--- START ---
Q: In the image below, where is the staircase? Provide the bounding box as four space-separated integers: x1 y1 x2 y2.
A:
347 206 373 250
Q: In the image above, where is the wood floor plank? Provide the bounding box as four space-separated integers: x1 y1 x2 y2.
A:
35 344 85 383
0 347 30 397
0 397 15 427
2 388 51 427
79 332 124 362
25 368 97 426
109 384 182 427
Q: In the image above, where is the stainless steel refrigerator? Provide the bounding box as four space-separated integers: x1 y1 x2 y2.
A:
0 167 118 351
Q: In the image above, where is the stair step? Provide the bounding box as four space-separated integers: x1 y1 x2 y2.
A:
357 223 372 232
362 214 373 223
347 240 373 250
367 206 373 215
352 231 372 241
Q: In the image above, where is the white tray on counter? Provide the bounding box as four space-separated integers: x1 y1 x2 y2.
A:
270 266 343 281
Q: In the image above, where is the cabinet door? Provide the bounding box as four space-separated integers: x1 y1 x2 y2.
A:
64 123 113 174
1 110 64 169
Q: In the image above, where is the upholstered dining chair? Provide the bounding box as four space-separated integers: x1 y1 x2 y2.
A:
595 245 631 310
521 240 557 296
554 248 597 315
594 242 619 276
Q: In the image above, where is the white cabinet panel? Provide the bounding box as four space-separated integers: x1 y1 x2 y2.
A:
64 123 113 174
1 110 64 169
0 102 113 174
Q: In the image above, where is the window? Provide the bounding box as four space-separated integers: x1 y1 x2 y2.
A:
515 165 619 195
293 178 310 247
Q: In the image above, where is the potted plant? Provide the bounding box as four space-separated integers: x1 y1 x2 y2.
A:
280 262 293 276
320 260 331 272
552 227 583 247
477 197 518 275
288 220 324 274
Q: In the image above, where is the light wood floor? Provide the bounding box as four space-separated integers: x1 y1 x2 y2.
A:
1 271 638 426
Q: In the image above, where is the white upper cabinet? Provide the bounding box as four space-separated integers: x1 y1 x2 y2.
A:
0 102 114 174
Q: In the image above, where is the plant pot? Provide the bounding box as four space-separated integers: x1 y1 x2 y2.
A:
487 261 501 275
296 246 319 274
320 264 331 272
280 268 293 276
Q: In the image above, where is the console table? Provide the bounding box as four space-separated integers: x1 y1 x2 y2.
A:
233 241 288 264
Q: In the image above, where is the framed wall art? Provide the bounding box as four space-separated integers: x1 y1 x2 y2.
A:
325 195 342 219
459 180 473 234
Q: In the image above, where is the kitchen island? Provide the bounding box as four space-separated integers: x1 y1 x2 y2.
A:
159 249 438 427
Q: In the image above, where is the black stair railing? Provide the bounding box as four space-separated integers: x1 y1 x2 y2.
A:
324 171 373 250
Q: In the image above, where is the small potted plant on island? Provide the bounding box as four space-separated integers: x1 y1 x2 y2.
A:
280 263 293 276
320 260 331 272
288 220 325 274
--- END ---
EXERCISE OBJECTIVE >>
All of the entries above should be transcribed exactly, line for line.

RESULT OF THE TASK >>
Q: In the image below, where is the staircase? Provide the bounding box as four space-separated integers: x1 y1 x2 y2.
A:
347 206 373 250
Q: In the image above, where is the wood floor plank? Provide the bounding box as four space-separated integers: x1 y1 x2 y2.
A:
35 344 85 383
0 347 30 397
0 397 15 427
2 388 51 427
79 332 124 362
25 368 97 426
109 384 182 427
Q: In the image above, where is the stainless steel refrigerator? Provide the bounding box as four space-separated integers: x1 y1 x2 y2.
A:
0 167 118 351
Q: In the image above, where is the stair step? Provide the bounding box as four space-separated integers: x1 y1 x2 y2.
A:
357 223 372 232
362 214 373 223
347 240 373 250
367 206 373 215
352 231 372 241
Q: In the image above, where is the white tray on counter? Provide the bounding box as four space-separated integers: x1 y1 x2 y2.
A:
270 266 343 281
Q: In the image above, where is the cabinet door? Provide the bounding box as four space-separated integers: x1 y1 x2 y2.
A:
64 123 113 174
1 110 64 169
Q: In the image above, where is the upholstered dining chair? Provide the bounding box as four space-separated integers: x1 y1 x2 y2.
A:
595 245 631 310
521 240 557 296
554 248 597 315
594 242 619 276
Q: In the image above, where is the white cabinet panel? Provide the bounding box as four space-separated integers: x1 y1 x2 y2.
A:
64 123 113 174
1 110 64 169
0 102 113 174
Q: In the image above, where is the window? Provide the bounding box as four space-separated integers: x1 y1 x2 y2.
A:
515 165 619 195
293 178 310 247
Q: In the image above, where is the potted plant? Provide the bounding box as four space-separated integers: x1 y1 x2 y2.
A:
280 262 293 276
320 260 331 272
552 227 583 247
477 197 518 275
288 220 324 274
Q: In the image above, where is the light wood floor? Provide the bounding box as four space-separated integers: x1 y1 x2 y2.
A:
1 271 638 426
Q: In the image above, where is the white upper cabinet? Provide the bounding box as four space-separated integers: x1 y1 x2 y2.
A:
0 102 114 174
Q: In the image above, where is the plant pot? Provide the bounding box as four space-separated integers: x1 y1 x2 y2.
A:
487 261 501 275
296 246 319 274
320 264 331 272
280 268 293 276
Q: In the image above, where is the console table? Provide the bounding box as four space-separated integers: x1 y1 x2 y2.
A:
233 241 288 264
Q: In the image above, where is the framed wall art? Provide the bounding box as four space-separated integers: x1 y1 x2 y2.
A:
325 195 342 219
459 180 473 234
Q: In the image above, where is the kitchen island? Provide the bounding box as four space-separated integers: x1 y1 x2 y2.
A:
159 249 438 427
Q: In the image above, where is the black stair railing? Provide the bounding box as four space-separated integers: x1 y1 x2 y2.
A:
324 171 373 250
Q: In the image above, where is the small potted plant on island? Provide the bounding box as four space-separated integers: x1 y1 x2 y2.
A:
280 263 293 276
320 260 331 272
288 220 325 274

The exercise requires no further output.